## TASK DIRECTIONS
Without including any pictures, reproduce the full listing exactly.
-=-=-=-=-
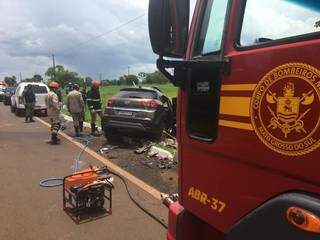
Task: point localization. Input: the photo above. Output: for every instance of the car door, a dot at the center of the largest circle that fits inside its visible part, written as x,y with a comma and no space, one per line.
267,99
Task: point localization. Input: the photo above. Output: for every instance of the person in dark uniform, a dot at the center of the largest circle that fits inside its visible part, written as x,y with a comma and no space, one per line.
84,97
94,105
29,99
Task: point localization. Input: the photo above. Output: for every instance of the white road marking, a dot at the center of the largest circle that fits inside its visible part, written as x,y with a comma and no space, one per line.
144,186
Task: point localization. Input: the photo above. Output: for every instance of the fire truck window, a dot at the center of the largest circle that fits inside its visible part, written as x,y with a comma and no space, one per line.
211,33
265,21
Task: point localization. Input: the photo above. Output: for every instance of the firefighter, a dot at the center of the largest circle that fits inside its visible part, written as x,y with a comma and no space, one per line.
94,104
29,99
75,106
84,97
53,108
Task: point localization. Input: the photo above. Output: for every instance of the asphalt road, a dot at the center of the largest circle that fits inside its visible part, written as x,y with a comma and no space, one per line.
28,211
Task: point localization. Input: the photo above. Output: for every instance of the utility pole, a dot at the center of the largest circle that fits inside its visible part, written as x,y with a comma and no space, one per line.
54,68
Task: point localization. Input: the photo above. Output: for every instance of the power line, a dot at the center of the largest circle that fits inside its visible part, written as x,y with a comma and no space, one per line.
103,34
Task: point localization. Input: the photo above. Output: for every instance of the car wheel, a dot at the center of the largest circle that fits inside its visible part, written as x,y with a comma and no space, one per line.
110,134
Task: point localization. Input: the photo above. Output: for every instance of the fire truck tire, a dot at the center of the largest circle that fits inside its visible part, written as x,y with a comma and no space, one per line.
269,221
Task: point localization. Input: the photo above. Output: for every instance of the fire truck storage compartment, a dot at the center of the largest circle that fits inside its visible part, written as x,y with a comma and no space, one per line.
203,94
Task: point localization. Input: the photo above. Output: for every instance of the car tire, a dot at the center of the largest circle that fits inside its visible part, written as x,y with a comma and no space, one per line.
110,134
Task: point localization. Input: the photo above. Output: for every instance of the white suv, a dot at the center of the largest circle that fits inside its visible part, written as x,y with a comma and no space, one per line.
40,90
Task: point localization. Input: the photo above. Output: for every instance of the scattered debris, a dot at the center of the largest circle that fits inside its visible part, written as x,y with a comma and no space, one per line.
165,164
103,150
106,149
127,140
169,143
160,153
144,148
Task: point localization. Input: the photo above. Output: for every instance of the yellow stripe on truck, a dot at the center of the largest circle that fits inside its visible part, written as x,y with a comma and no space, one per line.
238,87
234,124
235,106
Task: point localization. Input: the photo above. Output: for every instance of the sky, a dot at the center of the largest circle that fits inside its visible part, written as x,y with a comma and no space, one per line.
276,19
31,31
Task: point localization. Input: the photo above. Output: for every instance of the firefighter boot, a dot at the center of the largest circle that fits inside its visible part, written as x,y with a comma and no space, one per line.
81,126
93,130
76,130
54,139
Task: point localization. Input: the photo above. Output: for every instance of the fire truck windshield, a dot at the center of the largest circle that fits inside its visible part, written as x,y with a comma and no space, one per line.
212,26
277,19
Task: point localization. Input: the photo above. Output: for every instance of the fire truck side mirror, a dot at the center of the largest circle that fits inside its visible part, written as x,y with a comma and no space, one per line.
169,26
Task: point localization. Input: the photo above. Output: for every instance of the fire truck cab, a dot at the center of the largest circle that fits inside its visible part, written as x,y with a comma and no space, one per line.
248,116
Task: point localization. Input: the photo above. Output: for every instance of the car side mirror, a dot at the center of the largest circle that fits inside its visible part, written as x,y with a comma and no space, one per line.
169,26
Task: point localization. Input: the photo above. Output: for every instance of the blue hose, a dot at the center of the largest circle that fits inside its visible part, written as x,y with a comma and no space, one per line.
47,182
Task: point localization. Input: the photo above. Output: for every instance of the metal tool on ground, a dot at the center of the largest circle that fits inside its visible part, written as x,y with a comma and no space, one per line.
85,192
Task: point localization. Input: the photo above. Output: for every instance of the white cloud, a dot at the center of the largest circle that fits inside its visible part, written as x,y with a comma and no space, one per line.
276,19
30,31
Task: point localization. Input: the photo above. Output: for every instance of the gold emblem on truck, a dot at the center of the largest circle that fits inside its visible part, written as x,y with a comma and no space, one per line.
285,109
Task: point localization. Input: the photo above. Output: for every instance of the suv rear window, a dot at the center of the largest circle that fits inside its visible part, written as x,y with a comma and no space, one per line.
39,89
136,94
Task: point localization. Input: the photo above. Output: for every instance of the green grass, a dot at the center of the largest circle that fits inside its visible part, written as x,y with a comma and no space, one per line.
107,92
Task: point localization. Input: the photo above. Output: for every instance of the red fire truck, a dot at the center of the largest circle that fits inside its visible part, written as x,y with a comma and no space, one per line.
248,119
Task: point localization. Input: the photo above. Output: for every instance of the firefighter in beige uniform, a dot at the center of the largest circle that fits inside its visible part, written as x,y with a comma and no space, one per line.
53,109
75,106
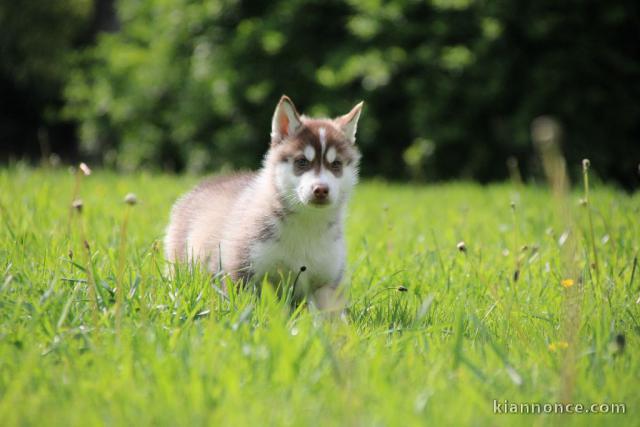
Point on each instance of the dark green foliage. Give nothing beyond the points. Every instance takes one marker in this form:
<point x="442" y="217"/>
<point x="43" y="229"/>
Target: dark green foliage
-=-=-=-=-
## FINISHED TASK
Task: point localization. Input: the photo above. Output: for every instance of the car door, a dot at the center of the largest circle that fits inside its visible part, written as x,y with a comma and no space, one per line.
267,99
Task: point localization. Input: the photo above. Output: for every instance of the person in dark uniform, a dot at the center of the largest circle that fits inside its visible part, written as x,y with a comma and no space, one per line.
84,97
94,105
29,99
Task: point localization. Input: the photo above. Output: for every instance of the white road marking, a dot at the center of the largest circle that fits inside its visible part, written as x,y with a comma and no space, one per line.
144,186
Task: point localization. Input: the photo above. Output: for every instance of the fire truck window, a dot at the center of the largest circle that fits inside its visible part, written as x,y with a comma and no space, one per line.
211,33
265,21
Task: point localization. Input: the photo above. Output: for every instance of the firefighter, a dot at the center of the largest circle that fits inside its visible part, written as x,y with a comma and no space, one per line.
94,104
29,99
75,106
84,97
53,108
Task: point localization. Input: the photo above. Output: for every instance of the asphalt road, a dot at the center of the largest circle that fits inside its visible part, written as x,y with a comma and no space, one per line.
28,211
Task: point localization. Input: the photo above. Output: for every instance of the utility pole, a dot at the center of the largest circle that fits inside its visible part, written as x,y with a comma and no space, one per line.
54,68
Task: point localization. Input: the photo above. Output: for every instance of the power line, a dot at the center of the largest circle that fits inside its visible part, written as x,y with a comma and no space, one per line.
103,34
Task: point localization. Input: the photo above. Output: for every instance of the car wheel, a dot at the center of the largest circle that fits inside its visible part, written as x,y with a comma and no space, one per line.
110,134
Task: point localization. Input: the photo above. Output: for every instance of the fire truck tire, a dot at the center of the largest circle that fits inside its visible part, written as x,y with a comma and no space, one per line.
269,221
Task: point localization. Input: the photo above. Output: for every instance of the fire truck storage compartment, a dot at the center of the largest circle that fits inside its visible part, written as x,y with a comma and no space, one per line.
203,94
Task: point localization. Input: the photo above. Output: for every instance of the car tire, a dot at the center of the largest circle that fits inside its visible part, written as x,y with a comma and no space, one per line.
110,134
Task: point localization. Input: the photo above. Output: for every instance of the white suv, a dot at the center of the largest circle that fits inside its visible part, written as x,y with a comma and no space, one per line.
40,90
Task: point localization. Input: the photo above. Output: for every instance of the scattered debris, a dot at the center of the largest circle that fits inside its visible part, written as x,y with a comma and no space, one per line.
165,164
103,150
106,149
127,140
169,143
160,153
144,148
Task: point localization. Input: the photo above. Output: for every instance of the yellow stripe on truck, a dot at the center of the largest circle that fits inside its visible part, written as x,y with a comma and no space, one per line.
238,87
234,124
235,106
Task: point localization. Input: the photo above. Output: for every instance of the sky, a dot at the center of the largest circle that fits inside its visible part, written as x,y with a comma and no space, one per line.
276,19
31,31
Task: point localization. Input: the photo above. Output: for every instance of the firefighter boot, a dot at the center of the largest circle that fits inside its visible part, written as x,y with a comma and no space, one per line.
81,126
93,130
76,130
54,139
Task: point localization. Input: the photo above. Output: for every instance of the fire truck windshield, a dot at the center of the largest circle that fits inside its visible part, written as x,y with a comma and no space, one per line.
212,26
277,19
Task: point localization. Input: the photo above. Output: for every instance of the fire truck side mirror, a dot at the center of the largest circle that fits inside its visible part, written as x,y with a comma and no space, one per line.
169,26
Task: point localization. Input: the photo above. Output: for every instance of the fire truck cab, a dot at the center of the largest circle that fits inside its visible part, written as x,y with a comma and no space, one per line.
248,116
Task: point localization. Input: the photo above. Output: for every instance of the car side mirror, a dot at the center of the largest circle that fits inside its visible part, written as x,y with a comma and no space, one per line.
169,26
Task: point localization. Input: the photo above. Output: for every instance of the blue hose, a dot at the center of the largest circle that fits inside its visible part, written as x,y with a comma and no space, one per line.
47,182
Task: point localization. Input: the photo above. Output: for every instance of the metal tool on ground, a dot at the center of the largest circle that fits inside its visible part, written as x,y with a comma and no space, one per line.
85,192
Task: point localization. Input: the photo above. Output: for every instance of the white cloud, a dot at the center of the largest circle that fits inside its visible part, written as x,y with a comma and no space, one per line.
276,19
30,31
Task: point localization. Input: the photo above. Output: for every instance of the gold emblem on truck, a dot at the center of the largest circle that fits inside its visible part, written as x,y with a comma and no space, one per line.
285,109
Task: point localization. Input: the photo above. Output: for every instance of the suv rear window, a dot at the center of the largest circle that fits inside its visible part, written as x,y with a comma and no space, one per line.
39,89
136,94
Task: point localization. Input: the photo above. Output: for every instance of the green grass, a dot at the center of the largest circle that fits inside its visible part, written as x,y with a comma and no space, one per line.
107,92
Task: point localization. Input: the photo above. Output: for every instance of the red fire truck, a dot at the center of the largest circle that fits inside its visible part, written as x,y with a comma and no space, one per line.
248,119
Task: point localization. Input: the photo above. Output: for every instance of the firefighter in beige uniform, a dot at the center of the largest circle that fits inside its visible part, written as x,y with a comma and no space, one per line.
53,109
75,106
Point on each instance of the dark green foliage. Give nothing beyond the points. Every instance takes one marker in this form:
<point x="442" y="217"/>
<point x="43" y="229"/>
Target: dark green foliage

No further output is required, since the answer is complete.